(PROBLEM REQUIREMENTS) Reproduce the records below, substituting "one instance on each line" for every occurrence of "one instance per line" and leaving everything else unchanged. Omit the pictures from your answer.

(Image boundary annotation data)
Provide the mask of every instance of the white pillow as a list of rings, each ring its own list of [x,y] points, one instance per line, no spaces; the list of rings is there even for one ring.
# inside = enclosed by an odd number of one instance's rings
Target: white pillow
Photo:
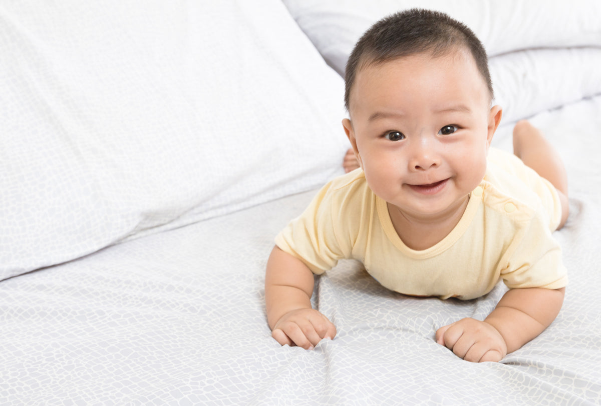
[[[343,81],[279,0],[2,2],[0,21],[0,280],[340,173]]]
[[[601,94],[601,48],[517,51],[489,65],[504,122]]]
[[[597,0],[283,0],[303,31],[344,76],[372,24],[413,7],[443,11],[471,28],[489,56],[527,48],[601,46]]]

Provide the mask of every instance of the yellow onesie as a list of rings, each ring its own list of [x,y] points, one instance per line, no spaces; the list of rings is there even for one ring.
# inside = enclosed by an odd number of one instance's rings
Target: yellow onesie
[[[386,202],[358,169],[332,181],[276,237],[315,273],[360,261],[382,285],[405,294],[478,297],[502,278],[510,288],[567,283],[551,233],[561,215],[555,188],[515,156],[490,148],[486,175],[457,226],[426,249],[407,247]]]

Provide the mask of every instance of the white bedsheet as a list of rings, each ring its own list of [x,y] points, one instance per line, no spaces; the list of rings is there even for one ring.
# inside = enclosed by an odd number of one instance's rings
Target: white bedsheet
[[[463,361],[433,337],[484,317],[502,285],[468,302],[412,298],[352,261],[319,278],[314,296],[336,338],[280,347],[264,266],[308,193],[3,281],[0,404],[599,404],[601,97],[532,122],[569,172],[572,213],[556,236],[570,282],[554,323],[501,363]],[[495,145],[509,148],[510,129]]]

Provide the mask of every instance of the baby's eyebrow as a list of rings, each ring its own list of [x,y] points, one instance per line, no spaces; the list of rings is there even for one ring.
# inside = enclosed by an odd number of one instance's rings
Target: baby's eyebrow
[[[383,118],[401,118],[404,115],[401,113],[386,113],[383,112],[376,112],[367,119],[368,121],[375,121]]]
[[[435,113],[471,113],[472,109],[465,106],[465,104],[457,104],[456,106],[450,106],[448,107],[445,107],[440,110],[436,110],[434,111]]]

(THE REPLY)
Provide the mask of every instance of the white pillow as a list of rings, each ring its own list of [x,y] points, one instance on each line, no spaces; the list of rings is there even for one ring.
# inside = enclosed by an odd number of one instance's rings
Target: white pillow
Photo:
[[[343,81],[279,0],[2,2],[0,21],[0,280],[340,173]]]
[[[601,94],[601,48],[517,51],[489,65],[504,122]]]
[[[597,0],[283,0],[303,31],[344,76],[372,24],[413,7],[443,11],[471,28],[489,56],[527,48],[601,46]]]

Provide the mask of every instance of the yellow onesie as a list of rings, each ring its own list of [x,y] points, one instance on each line, no spaces; the list of rings is there even for one ring.
# inside = enclosed by an odd number of one instance's rings
Target: yellow onesie
[[[386,202],[358,169],[332,181],[276,237],[315,273],[360,261],[382,285],[405,294],[478,297],[502,278],[510,288],[567,283],[551,233],[561,215],[555,188],[515,156],[490,148],[486,175],[457,226],[426,249],[407,247]]]

Provide the mask of every instance of the white bedsheet as a list of rings, each ring its own list of [x,y] points, one instance on each line, no spaces; the list of rings is there even for one ring.
# inside = enclosed by an odd number of one instance's rings
Target: white bedsheet
[[[463,361],[433,337],[484,317],[502,285],[468,302],[412,298],[352,261],[319,278],[314,296],[336,338],[280,347],[264,266],[308,193],[3,281],[0,404],[599,404],[601,97],[532,122],[569,172],[572,213],[556,236],[570,282],[554,323],[501,363]],[[495,145],[509,148],[510,129]]]

Provide the mask of every instance of the baby's eyebrow as a list of rings, each ring its own list of [x,y] points, one instance on each line, no spaces; the list of rings is there even for one ring.
# inside = enclosed by an odd number of one instance's rings
Target: baby's eyebrow
[[[383,118],[401,118],[404,115],[401,113],[386,113],[383,112],[376,112],[367,119],[368,121],[375,121]]]
[[[435,113],[471,113],[472,109],[465,106],[465,104],[457,104],[456,106],[450,106],[448,107],[445,107],[440,110],[436,110],[434,111]]]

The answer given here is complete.